• Your assignment:
At the line with "of the man's", start copying; carry on through the last line of the material below, exactly as written, and stop there.

-------- Record extracts --------

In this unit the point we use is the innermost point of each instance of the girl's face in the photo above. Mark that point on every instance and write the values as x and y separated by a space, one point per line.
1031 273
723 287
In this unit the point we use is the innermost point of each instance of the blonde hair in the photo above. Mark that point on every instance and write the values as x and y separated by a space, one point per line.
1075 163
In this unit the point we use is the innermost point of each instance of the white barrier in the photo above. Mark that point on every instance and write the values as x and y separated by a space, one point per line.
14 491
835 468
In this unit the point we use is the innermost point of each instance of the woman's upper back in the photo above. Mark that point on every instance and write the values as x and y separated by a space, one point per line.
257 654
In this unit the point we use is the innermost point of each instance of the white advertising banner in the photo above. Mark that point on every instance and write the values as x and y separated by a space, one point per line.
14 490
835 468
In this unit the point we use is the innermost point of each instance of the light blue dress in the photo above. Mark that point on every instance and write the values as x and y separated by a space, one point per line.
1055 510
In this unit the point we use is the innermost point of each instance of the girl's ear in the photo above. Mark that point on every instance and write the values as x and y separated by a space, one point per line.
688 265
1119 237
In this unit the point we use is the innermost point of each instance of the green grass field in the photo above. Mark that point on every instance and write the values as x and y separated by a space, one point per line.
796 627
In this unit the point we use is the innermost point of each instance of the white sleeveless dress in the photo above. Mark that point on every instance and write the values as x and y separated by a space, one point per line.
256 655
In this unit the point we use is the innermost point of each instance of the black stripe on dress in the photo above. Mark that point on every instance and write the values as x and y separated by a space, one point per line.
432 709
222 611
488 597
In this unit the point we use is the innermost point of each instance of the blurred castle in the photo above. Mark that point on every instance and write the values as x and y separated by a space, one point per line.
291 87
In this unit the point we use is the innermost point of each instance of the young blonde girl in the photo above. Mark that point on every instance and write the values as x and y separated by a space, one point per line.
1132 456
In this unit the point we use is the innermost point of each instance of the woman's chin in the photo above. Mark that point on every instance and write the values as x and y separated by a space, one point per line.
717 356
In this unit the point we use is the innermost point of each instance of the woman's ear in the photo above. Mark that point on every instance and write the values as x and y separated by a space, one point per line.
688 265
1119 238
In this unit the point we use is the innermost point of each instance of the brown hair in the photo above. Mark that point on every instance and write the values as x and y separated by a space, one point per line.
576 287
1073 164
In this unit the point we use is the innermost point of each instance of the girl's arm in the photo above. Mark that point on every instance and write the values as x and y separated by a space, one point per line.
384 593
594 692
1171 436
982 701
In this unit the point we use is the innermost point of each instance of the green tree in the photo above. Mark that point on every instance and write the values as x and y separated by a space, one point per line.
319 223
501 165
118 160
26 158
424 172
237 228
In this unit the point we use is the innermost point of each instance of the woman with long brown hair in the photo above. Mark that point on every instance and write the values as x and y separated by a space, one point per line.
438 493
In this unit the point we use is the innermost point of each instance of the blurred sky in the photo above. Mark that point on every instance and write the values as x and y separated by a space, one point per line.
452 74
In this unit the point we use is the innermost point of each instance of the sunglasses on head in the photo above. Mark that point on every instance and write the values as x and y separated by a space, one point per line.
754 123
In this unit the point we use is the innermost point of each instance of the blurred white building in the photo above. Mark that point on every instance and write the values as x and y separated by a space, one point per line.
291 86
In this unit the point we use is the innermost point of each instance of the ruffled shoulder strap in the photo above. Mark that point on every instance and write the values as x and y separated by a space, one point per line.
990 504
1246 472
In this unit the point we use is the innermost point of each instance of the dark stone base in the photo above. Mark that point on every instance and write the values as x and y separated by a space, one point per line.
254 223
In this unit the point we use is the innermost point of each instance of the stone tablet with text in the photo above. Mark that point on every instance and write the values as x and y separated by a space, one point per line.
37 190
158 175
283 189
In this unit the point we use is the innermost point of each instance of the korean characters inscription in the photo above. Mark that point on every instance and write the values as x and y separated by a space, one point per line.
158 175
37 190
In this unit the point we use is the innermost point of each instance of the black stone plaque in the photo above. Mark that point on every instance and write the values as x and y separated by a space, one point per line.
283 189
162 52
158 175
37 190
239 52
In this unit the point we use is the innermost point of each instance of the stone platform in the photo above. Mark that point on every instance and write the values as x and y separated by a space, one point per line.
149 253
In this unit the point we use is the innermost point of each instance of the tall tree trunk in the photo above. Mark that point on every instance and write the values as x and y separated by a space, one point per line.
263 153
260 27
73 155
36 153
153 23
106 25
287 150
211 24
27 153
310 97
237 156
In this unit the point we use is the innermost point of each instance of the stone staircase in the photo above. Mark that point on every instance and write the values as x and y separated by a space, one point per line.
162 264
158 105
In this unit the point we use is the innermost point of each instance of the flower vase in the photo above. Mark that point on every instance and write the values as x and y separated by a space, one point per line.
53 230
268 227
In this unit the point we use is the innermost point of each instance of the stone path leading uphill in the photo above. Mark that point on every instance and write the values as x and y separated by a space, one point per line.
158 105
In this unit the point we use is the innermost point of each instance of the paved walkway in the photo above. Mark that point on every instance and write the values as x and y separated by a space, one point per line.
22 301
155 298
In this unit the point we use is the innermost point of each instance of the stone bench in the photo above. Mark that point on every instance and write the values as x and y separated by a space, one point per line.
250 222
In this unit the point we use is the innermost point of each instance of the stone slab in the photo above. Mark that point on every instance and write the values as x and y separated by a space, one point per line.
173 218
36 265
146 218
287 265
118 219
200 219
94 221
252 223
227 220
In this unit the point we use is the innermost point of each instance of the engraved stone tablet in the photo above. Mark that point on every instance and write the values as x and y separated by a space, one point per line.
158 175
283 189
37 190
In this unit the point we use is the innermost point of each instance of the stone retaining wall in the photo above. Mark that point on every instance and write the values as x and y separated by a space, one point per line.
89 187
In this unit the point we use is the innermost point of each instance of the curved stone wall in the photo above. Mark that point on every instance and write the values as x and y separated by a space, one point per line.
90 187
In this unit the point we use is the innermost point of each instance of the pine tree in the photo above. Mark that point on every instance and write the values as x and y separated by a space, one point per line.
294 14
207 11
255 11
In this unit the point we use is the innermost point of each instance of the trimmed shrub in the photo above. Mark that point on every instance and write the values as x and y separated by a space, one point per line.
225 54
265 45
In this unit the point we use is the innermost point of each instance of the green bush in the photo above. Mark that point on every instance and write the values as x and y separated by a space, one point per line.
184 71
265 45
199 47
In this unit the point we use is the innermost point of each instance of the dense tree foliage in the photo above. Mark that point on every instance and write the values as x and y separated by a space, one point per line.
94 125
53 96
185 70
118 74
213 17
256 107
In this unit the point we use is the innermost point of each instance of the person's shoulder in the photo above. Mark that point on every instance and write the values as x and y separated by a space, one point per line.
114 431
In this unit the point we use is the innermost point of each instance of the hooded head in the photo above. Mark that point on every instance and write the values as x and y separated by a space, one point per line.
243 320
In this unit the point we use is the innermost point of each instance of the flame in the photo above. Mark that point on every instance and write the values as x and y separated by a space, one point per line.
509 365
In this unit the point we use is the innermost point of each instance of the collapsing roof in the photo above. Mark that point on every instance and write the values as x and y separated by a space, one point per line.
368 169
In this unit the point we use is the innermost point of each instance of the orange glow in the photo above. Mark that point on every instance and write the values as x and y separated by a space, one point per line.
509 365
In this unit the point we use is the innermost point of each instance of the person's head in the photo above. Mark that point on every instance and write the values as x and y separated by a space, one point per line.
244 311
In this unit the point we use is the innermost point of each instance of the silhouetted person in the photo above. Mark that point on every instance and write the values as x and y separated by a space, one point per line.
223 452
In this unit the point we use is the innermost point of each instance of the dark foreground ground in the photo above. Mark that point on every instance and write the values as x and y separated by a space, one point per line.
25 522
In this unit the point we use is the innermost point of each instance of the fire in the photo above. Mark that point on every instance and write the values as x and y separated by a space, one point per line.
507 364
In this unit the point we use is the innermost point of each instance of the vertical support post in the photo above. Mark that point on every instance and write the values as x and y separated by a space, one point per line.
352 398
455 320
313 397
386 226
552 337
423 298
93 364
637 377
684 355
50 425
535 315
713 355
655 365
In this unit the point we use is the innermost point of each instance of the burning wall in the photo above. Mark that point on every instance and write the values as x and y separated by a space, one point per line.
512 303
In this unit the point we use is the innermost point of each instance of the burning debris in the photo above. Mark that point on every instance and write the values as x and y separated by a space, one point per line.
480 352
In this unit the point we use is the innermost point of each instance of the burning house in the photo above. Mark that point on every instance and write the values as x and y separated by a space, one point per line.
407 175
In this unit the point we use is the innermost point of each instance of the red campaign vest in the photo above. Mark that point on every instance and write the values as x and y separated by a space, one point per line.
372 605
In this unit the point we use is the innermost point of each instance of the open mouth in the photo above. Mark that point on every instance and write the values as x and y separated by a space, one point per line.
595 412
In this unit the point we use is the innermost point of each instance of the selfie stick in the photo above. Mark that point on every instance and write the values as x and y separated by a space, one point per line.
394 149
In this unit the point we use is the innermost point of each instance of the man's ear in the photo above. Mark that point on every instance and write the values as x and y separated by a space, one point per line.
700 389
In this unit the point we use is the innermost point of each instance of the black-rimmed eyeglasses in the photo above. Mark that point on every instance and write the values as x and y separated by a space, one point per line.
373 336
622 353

--------

• Output below:
In this unit the point we use is the innermost point of each instance of the man's ear in the photo above. Mark that point on every instance and write the values as x and y separated by a space, one point per line.
700 389
In this unit the point we use is the innermost point of each instance of the black-rimmed eyeglasses in the photo above. Mark that point on every instance and write the values as x and y separated by a space, one point per line.
373 336
622 353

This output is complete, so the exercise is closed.